[Collected data]
--
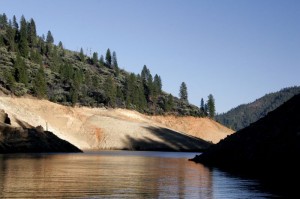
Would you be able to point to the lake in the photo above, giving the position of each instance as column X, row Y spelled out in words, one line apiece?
column 118, row 174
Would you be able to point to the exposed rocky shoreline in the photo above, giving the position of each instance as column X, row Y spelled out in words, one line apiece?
column 29, row 140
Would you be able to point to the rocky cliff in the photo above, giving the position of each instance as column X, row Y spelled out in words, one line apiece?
column 29, row 140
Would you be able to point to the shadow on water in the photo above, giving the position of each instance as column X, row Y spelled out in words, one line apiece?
column 167, row 140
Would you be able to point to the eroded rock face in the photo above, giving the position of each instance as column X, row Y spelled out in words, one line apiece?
column 30, row 140
column 4, row 117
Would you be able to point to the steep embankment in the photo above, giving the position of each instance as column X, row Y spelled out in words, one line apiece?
column 270, row 145
column 29, row 140
column 100, row 128
column 243, row 115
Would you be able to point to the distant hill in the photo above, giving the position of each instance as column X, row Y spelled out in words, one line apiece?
column 270, row 145
column 35, row 65
column 243, row 115
column 114, row 129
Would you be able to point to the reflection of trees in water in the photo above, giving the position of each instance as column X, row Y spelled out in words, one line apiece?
column 88, row 175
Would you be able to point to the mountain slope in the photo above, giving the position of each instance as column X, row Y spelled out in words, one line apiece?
column 100, row 128
column 269, row 145
column 243, row 115
column 30, row 64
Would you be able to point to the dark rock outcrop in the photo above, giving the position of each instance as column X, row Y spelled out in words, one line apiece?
column 269, row 146
column 30, row 140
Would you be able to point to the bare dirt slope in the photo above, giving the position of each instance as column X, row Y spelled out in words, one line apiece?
column 100, row 128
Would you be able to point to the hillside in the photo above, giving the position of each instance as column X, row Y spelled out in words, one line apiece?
column 243, row 115
column 35, row 65
column 29, row 139
column 102, row 128
column 269, row 146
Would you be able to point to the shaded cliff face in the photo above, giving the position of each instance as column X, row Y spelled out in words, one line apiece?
column 267, row 145
column 109, row 129
column 30, row 140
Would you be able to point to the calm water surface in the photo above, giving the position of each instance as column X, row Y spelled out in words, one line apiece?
column 118, row 174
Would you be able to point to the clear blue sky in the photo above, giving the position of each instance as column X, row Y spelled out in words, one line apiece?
column 237, row 50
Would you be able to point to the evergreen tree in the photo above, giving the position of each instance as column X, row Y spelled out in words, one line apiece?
column 101, row 61
column 183, row 92
column 23, row 44
column 205, row 109
column 114, row 60
column 95, row 58
column 108, row 58
column 81, row 55
column 60, row 45
column 32, row 33
column 110, row 91
column 74, row 96
column 211, row 106
column 10, row 34
column 202, row 109
column 3, row 21
column 145, row 73
column 50, row 39
column 157, row 84
column 40, row 84
column 15, row 23
column 10, row 80
column 21, row 74
column 169, row 104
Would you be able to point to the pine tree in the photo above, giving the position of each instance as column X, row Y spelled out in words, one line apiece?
column 23, row 44
column 3, row 21
column 21, row 74
column 202, row 111
column 183, row 92
column 50, row 39
column 15, row 23
column 10, row 80
column 169, row 104
column 157, row 84
column 108, row 58
column 101, row 61
column 10, row 34
column 114, row 60
column 110, row 91
column 39, row 84
column 95, row 58
column 60, row 45
column 32, row 33
column 81, row 55
column 211, row 106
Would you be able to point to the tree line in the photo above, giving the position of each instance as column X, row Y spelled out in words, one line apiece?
column 35, row 65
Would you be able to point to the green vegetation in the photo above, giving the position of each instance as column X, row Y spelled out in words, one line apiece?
column 35, row 65
column 243, row 115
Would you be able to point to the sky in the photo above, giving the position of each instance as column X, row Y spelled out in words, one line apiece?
column 236, row 50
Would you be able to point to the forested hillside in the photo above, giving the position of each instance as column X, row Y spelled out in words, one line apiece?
column 35, row 65
column 243, row 115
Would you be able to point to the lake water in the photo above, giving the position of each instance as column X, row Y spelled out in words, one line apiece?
column 118, row 174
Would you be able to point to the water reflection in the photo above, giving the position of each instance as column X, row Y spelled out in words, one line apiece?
column 115, row 175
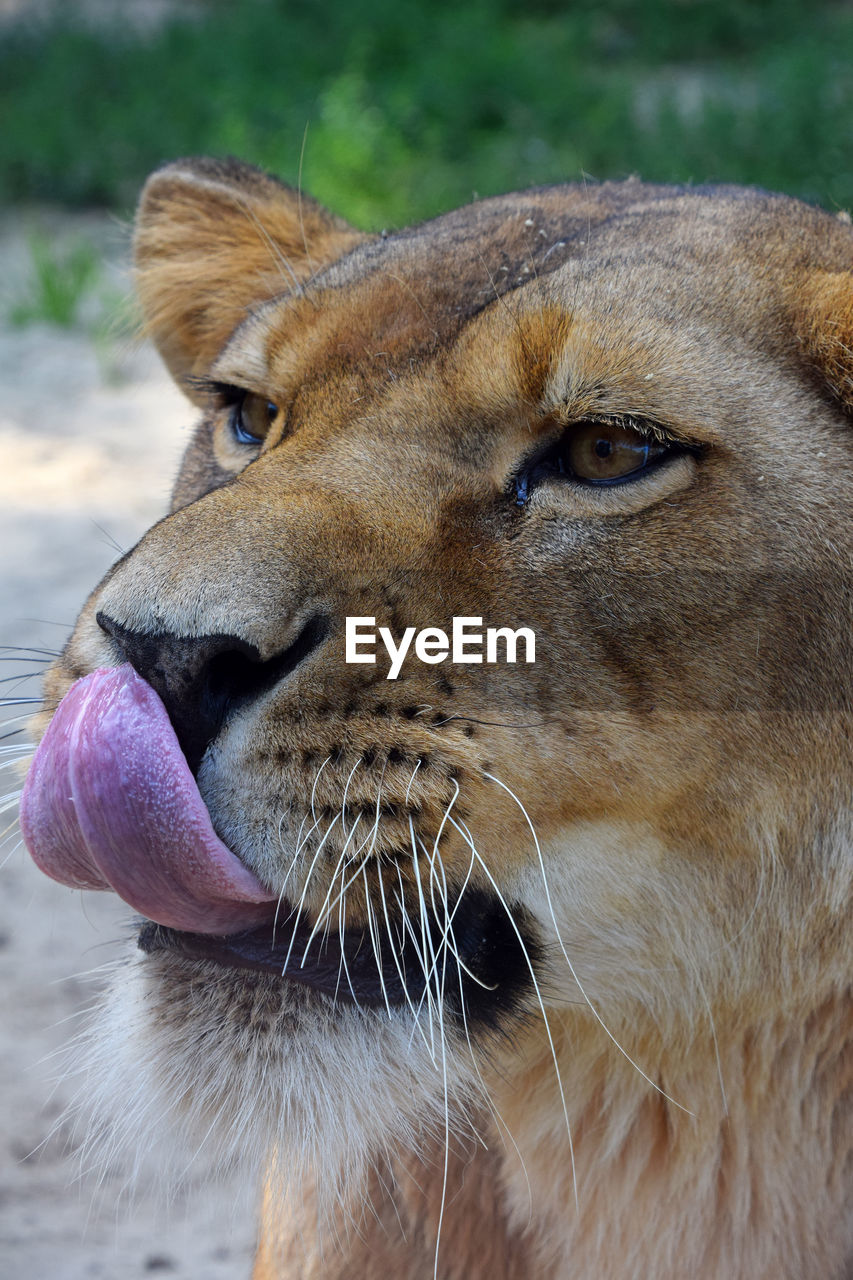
--
### What you have to do
Quote the preceding records in their entirety, excluding every picture.

### Result of this task
Would you be able to point to the lake in the photo above, giving the position of each instance as column X, row Y spelled out in words, one line apiece?
column 118, row 174
Would you be able to point to the exposed rocky shoreline in the photo above, giving the position of each instance as column X, row Y spelled out in words, one line apiece?
column 29, row 140
Would you be able to point to the rocky cliff in the photo above, giving the position of each instance as column X, row Y spelled out in words, one line apiece?
column 29, row 140
Would you be able to point to the shadow on water in the photo above, giving the position of each instance as column X, row Y spelled out in words, one line apiece?
column 167, row 140
Would you be able to point to the eroded rock face in the photo above, giving the position of each instance as column X, row Y spelled out in words, one line apiece?
column 30, row 140
column 4, row 117
Would you be able to point to the steep embankment in the photo above, giving the position of each instance as column X, row Y spelled out in words, one line apiece?
column 270, row 145
column 29, row 140
column 100, row 128
column 243, row 115
Would you be able to point to the distant hill in the photo above, giving the position of each instance as column X, row Y spelled out in words, one line apiece?
column 270, row 145
column 35, row 65
column 243, row 115
column 114, row 129
Would you be able to point to the reflection of trees in water in the photo above, giving the position of each instance as column X, row Y spelled out in words, one line apiece?
column 88, row 175
Would you be able to point to the mountain slope in the photo above, giving the position of each instance as column X, row Y spelled out in words, one line apiece?
column 100, row 128
column 269, row 145
column 243, row 115
column 30, row 64
Would you be able to point to the dark rock outcrop in the photo above, giving the position of each instance as column X, row Y spelled out in words, one line apiece?
column 269, row 146
column 30, row 140
Would you be able to point to the bare dirt slope in the photo above, giving the position of each instance as column X, row Y spelled out in words, one line apiece?
column 100, row 128
Would you be able to point to the hillside in the photo above, giving the position of each instance as column X, row Y spelled out in words, one line apiece?
column 243, row 115
column 35, row 65
column 29, row 139
column 102, row 128
column 269, row 146
Would you be able to point to the shaded cliff face in the photo above, giving the position of each instance as column X, row Y spelled out in words, one line apiece?
column 267, row 145
column 109, row 129
column 30, row 140
Would you be able to point to the calm water surface in the photo above, giving the position of each instance as column X, row Y spelled out in words, one line apiece?
column 118, row 174
Would you be able to point to the clear blue sky in the photo above, giving the position of each instance as column X, row Y spelled out in words, one line apiece?
column 237, row 50
Would you be able to point to the evergreen tree in the photo above, giving the position of each instance as column X, row Y spelled out in words, one line apiece?
column 101, row 61
column 183, row 92
column 23, row 44
column 205, row 109
column 114, row 60
column 95, row 58
column 108, row 58
column 81, row 55
column 60, row 45
column 32, row 33
column 110, row 91
column 74, row 96
column 211, row 106
column 10, row 34
column 202, row 109
column 3, row 21
column 145, row 73
column 50, row 39
column 157, row 84
column 40, row 84
column 15, row 23
column 10, row 80
column 21, row 74
column 169, row 104
Would you be able to point to the pine tree in the photo above, giving the position of each instance as column X, row Y spelled out in words, one line apiece?
column 23, row 44
column 3, row 21
column 21, row 74
column 202, row 111
column 183, row 92
column 50, row 39
column 15, row 23
column 10, row 80
column 169, row 104
column 157, row 84
column 108, row 58
column 101, row 61
column 10, row 34
column 114, row 60
column 110, row 91
column 39, row 84
column 95, row 58
column 60, row 45
column 32, row 33
column 81, row 55
column 211, row 106
Would you be able to point to the tree line in the photo above, giving the position of each instance as column X, row Y spelled out in words, one line apiece?
column 35, row 65
Would you be able to point to the green vegetation in the photo above, giving the position of each instance as column X, row Y spelled out in words, one line apiece?
column 35, row 65
column 243, row 115
Would you be able to point to the sky in the photo above, giving the position of each instance as column X, row Y spelled out in words, one line apiece?
column 236, row 50
Would you be able to point to the forested hillside in the photo above, giving the position of each instance as column X, row Y spelled out in words, one line apiece?
column 35, row 65
column 243, row 115
Would you be able to point to the lake water in the photo above, giving the position of each instance as column X, row Y spelled out in words, one line apiece?
column 118, row 174
Would you be able to point to the water reflection in the photo above, giving the position of each instance as column X, row Y spelled out in words, one line apiece?
column 115, row 175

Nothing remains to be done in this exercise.